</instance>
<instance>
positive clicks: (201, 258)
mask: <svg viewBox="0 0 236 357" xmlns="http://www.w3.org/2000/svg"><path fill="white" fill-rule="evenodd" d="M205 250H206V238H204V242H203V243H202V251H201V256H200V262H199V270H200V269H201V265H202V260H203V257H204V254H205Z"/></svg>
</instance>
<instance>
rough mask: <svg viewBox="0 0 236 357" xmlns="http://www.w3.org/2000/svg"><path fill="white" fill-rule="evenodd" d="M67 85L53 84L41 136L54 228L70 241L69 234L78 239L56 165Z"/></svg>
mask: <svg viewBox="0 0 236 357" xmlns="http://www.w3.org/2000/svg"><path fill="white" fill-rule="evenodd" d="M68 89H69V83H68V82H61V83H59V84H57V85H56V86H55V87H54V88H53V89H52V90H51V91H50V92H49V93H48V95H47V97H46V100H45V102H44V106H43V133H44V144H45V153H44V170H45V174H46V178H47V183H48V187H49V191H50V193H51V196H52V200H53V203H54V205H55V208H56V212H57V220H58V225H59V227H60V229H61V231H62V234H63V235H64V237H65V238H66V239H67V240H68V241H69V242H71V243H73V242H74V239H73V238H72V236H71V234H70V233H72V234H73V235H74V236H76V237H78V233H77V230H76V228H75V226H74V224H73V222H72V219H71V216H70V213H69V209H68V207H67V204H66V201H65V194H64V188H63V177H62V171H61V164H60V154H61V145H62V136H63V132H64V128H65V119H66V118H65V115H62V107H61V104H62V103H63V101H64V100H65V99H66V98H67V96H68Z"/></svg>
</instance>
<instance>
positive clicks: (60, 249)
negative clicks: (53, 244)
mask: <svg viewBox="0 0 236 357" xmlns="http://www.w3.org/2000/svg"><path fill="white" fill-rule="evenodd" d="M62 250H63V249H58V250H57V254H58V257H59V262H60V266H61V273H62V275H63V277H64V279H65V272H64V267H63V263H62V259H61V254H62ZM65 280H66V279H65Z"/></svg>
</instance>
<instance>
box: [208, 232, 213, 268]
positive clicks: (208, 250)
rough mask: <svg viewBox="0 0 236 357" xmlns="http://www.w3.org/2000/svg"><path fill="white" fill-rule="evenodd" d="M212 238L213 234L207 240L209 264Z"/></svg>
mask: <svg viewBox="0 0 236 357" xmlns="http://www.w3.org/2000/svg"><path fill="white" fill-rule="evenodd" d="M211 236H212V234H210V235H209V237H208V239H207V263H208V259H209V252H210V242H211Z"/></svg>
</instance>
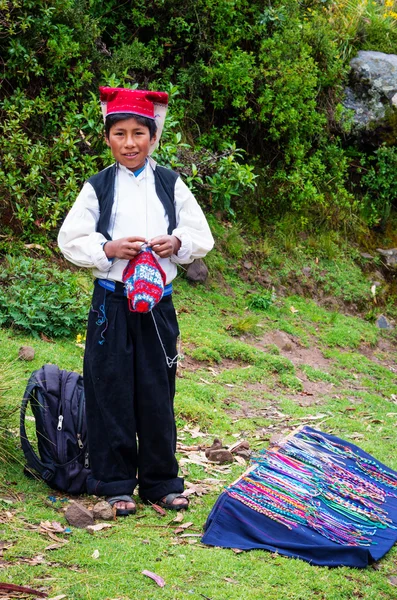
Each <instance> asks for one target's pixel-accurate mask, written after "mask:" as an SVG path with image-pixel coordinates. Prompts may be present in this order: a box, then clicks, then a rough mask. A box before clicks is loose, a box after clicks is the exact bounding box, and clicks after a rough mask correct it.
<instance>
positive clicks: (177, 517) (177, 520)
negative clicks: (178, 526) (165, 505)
mask: <svg viewBox="0 0 397 600" xmlns="http://www.w3.org/2000/svg"><path fill="white" fill-rule="evenodd" d="M184 517H185V515H184V513H183V511H182V512H178V514H177V515H176V517H175V519H172V522H173V523H182V521H183V519H184Z"/></svg>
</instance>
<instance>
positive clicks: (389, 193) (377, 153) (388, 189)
mask: <svg viewBox="0 0 397 600" xmlns="http://www.w3.org/2000/svg"><path fill="white" fill-rule="evenodd" d="M361 164H362V176H361V185H362V187H363V190H364V198H363V213H364V217H365V219H366V221H367V222H368V224H369V225H380V226H381V227H384V226H385V225H386V222H387V221H388V219H389V216H390V211H391V208H392V205H393V201H395V199H396V198H397V177H396V172H397V147H395V146H394V147H393V146H392V147H389V146H381V147H380V148H378V149H377V150H375V152H374V153H373V154H372V155H370V156H367V157H363V158H362V160H361Z"/></svg>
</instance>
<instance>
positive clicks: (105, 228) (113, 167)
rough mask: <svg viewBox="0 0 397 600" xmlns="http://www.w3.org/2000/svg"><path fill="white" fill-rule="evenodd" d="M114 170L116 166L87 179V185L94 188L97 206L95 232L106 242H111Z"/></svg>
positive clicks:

* [What the task requires]: Pull out every line above that contains the string "negative", copying each one in full.

* [Result of the task]:
negative clicks: (53, 244)
negative clicks: (178, 526) (165, 505)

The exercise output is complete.